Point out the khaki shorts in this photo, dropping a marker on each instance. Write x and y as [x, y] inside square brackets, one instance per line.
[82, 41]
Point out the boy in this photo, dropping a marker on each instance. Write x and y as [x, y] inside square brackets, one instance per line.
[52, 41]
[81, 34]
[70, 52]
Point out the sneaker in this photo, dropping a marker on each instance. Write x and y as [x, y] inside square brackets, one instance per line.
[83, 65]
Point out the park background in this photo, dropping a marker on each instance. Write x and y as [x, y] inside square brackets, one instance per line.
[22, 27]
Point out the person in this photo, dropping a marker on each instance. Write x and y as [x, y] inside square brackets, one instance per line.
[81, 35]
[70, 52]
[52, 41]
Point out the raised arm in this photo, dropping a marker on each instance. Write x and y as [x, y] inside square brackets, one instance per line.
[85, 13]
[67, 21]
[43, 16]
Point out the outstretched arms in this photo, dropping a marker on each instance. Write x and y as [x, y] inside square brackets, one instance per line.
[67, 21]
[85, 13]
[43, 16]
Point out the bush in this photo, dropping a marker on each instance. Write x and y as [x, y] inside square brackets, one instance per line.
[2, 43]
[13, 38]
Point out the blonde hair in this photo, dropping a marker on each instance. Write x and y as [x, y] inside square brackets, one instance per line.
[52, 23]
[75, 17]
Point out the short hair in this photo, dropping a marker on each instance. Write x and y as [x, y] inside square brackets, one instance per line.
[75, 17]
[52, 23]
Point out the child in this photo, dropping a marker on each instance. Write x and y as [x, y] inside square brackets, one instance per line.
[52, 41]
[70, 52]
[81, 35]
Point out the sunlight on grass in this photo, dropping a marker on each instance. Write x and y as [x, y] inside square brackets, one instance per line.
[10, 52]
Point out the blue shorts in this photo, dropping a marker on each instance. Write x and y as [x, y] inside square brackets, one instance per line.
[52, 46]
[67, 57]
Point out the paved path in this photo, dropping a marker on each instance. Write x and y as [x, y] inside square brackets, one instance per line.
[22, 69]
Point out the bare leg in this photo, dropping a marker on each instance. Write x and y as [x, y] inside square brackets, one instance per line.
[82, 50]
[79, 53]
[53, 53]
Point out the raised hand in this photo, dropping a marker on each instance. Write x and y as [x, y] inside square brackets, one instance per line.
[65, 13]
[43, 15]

● **AIM**
Exactly reproduce every line found in the records.

● **SOLUTION**
Point out the khaki shorts in this photo, dropping a marker on each instance. Write x and y as [x, y] inside square brackets, one instance per line.
[82, 41]
Point out the boy in this photo, dropping a marker on each instance. Write x and y as [x, y] inside square brackets, one instance per line.
[52, 41]
[81, 34]
[70, 52]
Point out the sneaker in this photo, dropping a marker on each instance. Write x and y as [x, y] inside square brackets, one instance per line.
[83, 65]
Point out the park background in this photo, dropping a marker on each instance. Write x and y as [x, y] inside square brackets, one instance per line.
[22, 27]
Point out the person in this photo, dropping a marker on each instance. Write x and y as [x, y] inside square brackets, one instance per line.
[81, 35]
[70, 52]
[52, 41]
Point out the raised arm in this photo, dropping a marker on each instance. Write x and y as [x, y] inside square brackets, one instance per line.
[85, 13]
[67, 21]
[43, 16]
Point out the outstretched arms in this photo, dropping a marker on each instance. Write x and y as [x, y] inside square brackets, one instance per line.
[67, 21]
[85, 13]
[43, 16]
Point out the bush in this photo, dropping a marker on each instance. Write x and y as [x, y] inside square brackets, one instance per line.
[2, 43]
[13, 38]
Point out the blonde hair in this photo, dropping a marker on each instance. Write x and y as [x, y] inside square brackets, one instance per line.
[52, 23]
[75, 17]
Point out the short hair in this photo, dropping a marker on each instance. Write x and y as [x, y] inside square brackets, one instance per line.
[75, 17]
[52, 23]
Point out the child in this photo, dropping a marker on each instance. Write x and y as [x, y] inside square brackets, one instance per line.
[52, 41]
[70, 52]
[81, 35]
Point out the sunlight on grass in this photo, dropping a marker on each instance. Write x and y as [x, y] inside square brackets, one instance per line.
[10, 52]
Point out the blue shorts in this photo, dropping a marker on each instance. Write x and y as [x, y] inside square brackets, one instance per line.
[52, 46]
[67, 57]
Point out the paved path in this photo, dropping a marker on each instance. Write x and y as [x, y] inside square brackets, one instance per line.
[22, 69]
Point out the bare leg in this photo, dropping a marker on each instance. Write x and y as [x, y] inside square brackets, one instance per line.
[82, 50]
[79, 53]
[53, 53]
Point out the raised hand in this photo, dropping a marker on each instance. Write x and y as [x, y] inside square brackets, one instance per line.
[65, 13]
[43, 15]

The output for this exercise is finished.